**Do this:**
Collect every line in the items below that contains the string "headphones". Matches are case-sensitive.

**Material provided:**
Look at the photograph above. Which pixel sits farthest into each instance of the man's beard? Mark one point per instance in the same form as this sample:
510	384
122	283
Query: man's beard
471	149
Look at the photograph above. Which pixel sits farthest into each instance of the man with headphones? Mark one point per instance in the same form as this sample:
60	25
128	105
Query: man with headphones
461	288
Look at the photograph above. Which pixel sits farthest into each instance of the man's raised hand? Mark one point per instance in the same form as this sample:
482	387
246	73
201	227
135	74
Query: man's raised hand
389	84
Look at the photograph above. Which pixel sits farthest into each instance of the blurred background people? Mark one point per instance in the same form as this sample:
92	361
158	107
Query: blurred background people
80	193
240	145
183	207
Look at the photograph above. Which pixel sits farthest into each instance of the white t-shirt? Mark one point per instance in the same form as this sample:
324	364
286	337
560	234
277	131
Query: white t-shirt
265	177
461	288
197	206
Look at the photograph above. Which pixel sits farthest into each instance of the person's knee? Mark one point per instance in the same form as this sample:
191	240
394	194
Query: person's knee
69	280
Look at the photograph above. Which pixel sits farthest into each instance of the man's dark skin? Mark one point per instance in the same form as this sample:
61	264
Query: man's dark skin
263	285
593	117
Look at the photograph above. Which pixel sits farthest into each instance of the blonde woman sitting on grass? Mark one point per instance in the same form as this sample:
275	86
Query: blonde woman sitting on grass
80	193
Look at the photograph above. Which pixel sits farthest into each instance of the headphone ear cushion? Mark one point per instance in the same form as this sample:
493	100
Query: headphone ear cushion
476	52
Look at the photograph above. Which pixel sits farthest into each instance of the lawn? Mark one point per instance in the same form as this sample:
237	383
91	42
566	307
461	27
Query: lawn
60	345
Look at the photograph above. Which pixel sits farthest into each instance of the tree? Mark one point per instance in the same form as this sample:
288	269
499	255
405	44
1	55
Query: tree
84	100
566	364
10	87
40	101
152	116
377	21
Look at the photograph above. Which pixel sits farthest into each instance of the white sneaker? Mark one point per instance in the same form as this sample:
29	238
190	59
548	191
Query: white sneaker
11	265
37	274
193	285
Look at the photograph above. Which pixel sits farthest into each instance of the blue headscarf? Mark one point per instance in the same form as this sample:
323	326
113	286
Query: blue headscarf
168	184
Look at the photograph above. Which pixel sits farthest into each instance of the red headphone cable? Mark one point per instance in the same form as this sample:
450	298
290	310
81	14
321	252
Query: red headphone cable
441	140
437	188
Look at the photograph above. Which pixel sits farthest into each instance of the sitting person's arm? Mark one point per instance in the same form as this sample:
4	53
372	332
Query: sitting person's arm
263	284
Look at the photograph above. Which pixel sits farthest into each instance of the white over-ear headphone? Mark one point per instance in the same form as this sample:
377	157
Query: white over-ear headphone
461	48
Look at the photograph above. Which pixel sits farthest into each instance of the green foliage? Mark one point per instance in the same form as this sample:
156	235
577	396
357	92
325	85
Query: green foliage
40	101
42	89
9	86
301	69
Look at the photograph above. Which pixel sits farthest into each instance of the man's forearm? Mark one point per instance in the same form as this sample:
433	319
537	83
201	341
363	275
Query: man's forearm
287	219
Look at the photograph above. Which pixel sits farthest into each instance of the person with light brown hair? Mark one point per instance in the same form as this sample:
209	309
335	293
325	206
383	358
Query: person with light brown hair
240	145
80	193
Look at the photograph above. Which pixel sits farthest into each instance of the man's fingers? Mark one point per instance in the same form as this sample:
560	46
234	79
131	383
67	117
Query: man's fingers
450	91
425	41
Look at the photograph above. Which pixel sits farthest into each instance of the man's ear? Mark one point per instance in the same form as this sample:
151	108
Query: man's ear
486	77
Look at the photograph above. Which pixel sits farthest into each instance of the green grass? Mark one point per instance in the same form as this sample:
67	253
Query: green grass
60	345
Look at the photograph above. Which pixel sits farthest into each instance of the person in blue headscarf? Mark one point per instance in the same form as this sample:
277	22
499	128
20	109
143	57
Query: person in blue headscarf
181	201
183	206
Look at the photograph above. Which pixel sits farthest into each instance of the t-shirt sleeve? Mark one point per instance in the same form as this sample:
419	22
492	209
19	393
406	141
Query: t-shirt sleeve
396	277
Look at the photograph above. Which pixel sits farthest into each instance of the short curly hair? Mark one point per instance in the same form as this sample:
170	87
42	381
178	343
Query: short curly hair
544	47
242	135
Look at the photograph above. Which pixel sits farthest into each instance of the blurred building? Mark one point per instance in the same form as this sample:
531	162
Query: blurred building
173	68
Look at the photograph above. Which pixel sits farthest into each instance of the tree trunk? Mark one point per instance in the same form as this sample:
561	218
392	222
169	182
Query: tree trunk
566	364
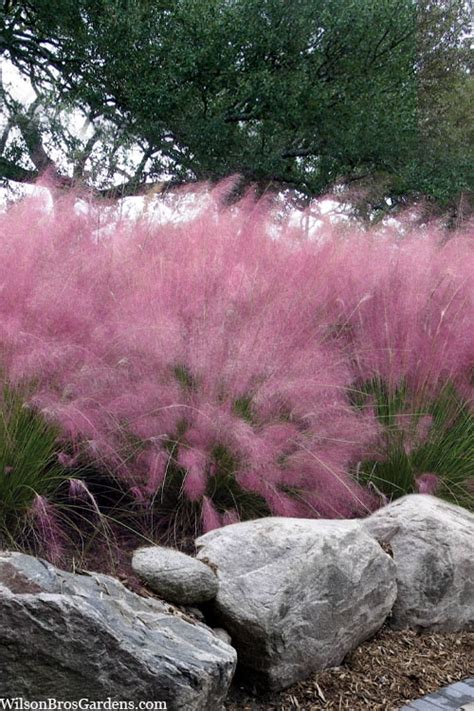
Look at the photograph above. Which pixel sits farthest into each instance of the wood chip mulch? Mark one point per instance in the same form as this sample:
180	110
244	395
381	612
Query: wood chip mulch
383	674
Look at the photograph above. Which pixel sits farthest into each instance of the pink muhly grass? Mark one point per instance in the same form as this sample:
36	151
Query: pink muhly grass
210	517
49	532
427	483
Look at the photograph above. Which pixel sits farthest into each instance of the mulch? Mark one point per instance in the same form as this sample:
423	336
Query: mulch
383	674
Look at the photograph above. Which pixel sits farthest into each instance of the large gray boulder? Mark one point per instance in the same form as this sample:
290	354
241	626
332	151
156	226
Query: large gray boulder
297	595
433	549
174	576
71	636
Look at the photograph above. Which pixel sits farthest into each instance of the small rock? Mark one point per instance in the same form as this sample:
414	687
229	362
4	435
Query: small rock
175	576
297	595
433	550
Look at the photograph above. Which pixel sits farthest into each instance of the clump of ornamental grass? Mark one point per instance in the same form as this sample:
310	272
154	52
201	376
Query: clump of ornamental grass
30	473
42	509
210	365
426	444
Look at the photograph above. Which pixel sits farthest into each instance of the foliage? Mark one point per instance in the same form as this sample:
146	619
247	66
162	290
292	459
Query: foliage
29	466
429	450
301	95
215	366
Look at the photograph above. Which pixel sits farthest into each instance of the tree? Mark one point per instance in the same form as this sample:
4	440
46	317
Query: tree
299	94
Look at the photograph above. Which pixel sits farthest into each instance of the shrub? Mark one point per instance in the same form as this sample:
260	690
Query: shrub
213	366
30	473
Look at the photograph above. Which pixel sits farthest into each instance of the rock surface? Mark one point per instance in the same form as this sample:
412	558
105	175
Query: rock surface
297	595
175	576
433	549
86	636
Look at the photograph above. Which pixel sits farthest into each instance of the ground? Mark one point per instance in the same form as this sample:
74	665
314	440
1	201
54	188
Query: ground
382	674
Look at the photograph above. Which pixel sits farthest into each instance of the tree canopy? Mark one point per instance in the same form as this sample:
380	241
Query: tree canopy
301	94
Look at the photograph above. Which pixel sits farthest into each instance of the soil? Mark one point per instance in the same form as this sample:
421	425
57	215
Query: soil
383	674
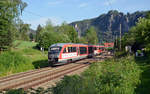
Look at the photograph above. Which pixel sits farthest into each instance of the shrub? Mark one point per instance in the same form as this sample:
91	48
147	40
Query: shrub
119	76
12	62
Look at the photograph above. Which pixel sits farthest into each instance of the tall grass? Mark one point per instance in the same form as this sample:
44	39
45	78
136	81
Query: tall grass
119	76
13	62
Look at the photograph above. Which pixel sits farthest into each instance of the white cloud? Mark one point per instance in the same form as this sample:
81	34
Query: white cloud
109	2
42	21
82	5
51	3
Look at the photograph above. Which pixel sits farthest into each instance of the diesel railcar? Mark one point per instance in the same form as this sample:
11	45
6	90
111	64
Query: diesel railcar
62	53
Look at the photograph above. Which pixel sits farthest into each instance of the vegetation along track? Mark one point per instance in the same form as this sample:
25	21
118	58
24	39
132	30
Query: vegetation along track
32	78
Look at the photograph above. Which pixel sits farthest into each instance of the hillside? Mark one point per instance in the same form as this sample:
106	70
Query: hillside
109	24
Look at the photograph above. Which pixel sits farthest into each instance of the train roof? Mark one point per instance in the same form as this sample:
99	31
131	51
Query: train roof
62	44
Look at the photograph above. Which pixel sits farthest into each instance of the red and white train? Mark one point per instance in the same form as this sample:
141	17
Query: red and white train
62	53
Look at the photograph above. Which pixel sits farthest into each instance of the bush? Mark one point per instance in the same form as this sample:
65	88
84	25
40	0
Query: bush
13	62
109	77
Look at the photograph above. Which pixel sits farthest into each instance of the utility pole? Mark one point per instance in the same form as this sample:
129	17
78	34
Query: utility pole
76	27
116	41
120	37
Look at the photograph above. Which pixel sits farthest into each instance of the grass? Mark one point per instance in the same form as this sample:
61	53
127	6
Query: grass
144	64
21	58
119	76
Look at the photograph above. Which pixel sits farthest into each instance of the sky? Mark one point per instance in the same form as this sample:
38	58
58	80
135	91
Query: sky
39	11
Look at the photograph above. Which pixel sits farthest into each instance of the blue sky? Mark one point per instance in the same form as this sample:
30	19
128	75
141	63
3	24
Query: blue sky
58	11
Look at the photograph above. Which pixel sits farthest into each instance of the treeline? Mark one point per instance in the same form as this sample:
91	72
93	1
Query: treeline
13	28
138	36
49	34
9	14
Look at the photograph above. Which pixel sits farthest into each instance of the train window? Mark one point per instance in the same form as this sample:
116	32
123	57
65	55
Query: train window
90	50
64	50
83	50
55	49
69	49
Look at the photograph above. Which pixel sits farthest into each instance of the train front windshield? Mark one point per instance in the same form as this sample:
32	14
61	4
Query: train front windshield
54	50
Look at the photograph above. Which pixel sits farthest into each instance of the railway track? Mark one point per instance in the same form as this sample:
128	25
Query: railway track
36	77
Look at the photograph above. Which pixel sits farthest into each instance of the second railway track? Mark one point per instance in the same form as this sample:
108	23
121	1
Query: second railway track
32	78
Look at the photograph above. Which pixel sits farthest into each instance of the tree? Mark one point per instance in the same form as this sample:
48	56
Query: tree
25	28
91	36
9	10
38	32
69	31
139	35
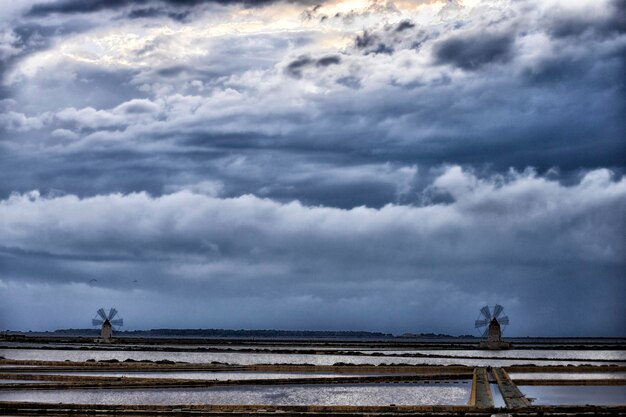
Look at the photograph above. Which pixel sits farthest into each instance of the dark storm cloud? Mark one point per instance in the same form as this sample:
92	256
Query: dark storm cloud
472	52
31	37
249	247
153	12
576	25
404	25
91	6
173	150
370	43
297	66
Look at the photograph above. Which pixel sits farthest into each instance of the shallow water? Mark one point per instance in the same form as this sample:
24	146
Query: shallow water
371	394
218	376
19	381
264	358
575	395
567	375
558	354
498	401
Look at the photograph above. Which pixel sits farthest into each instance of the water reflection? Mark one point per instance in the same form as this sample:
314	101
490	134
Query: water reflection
456	393
575	395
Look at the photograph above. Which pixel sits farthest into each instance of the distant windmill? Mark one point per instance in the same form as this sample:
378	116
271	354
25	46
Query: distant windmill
491	323
108	323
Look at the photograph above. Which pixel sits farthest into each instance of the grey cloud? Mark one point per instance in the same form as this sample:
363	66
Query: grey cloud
472	52
91	6
295	68
614	23
404	25
371	43
188	245
328	60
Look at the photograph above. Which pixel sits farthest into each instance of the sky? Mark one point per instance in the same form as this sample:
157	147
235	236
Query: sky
370	165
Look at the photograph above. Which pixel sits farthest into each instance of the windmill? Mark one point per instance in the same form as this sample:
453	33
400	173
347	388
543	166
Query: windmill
108	323
490	323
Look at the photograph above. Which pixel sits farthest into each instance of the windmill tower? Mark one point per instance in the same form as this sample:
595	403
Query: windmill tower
491	326
106	322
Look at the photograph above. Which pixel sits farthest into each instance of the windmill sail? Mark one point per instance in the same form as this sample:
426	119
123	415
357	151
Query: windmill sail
486	312
102	314
497	310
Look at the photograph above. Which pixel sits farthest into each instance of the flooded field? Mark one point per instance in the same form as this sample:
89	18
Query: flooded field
218	376
575	395
371	394
567	375
246	358
251	375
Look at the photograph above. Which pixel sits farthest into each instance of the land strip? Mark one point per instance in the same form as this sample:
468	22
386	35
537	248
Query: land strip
513	397
33	408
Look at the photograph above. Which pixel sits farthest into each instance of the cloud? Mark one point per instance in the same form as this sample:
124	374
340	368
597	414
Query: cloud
511	227
92	6
352	110
474	51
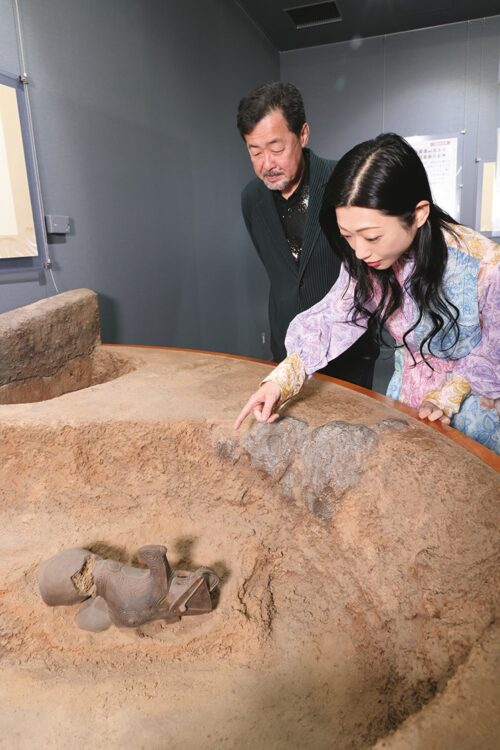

**Expected answer:**
Look at the photograph above. Which pixel sits farthest into each instance of the man with headphones? Mark one point per instance in the same form as this sample:
Query: man with headphones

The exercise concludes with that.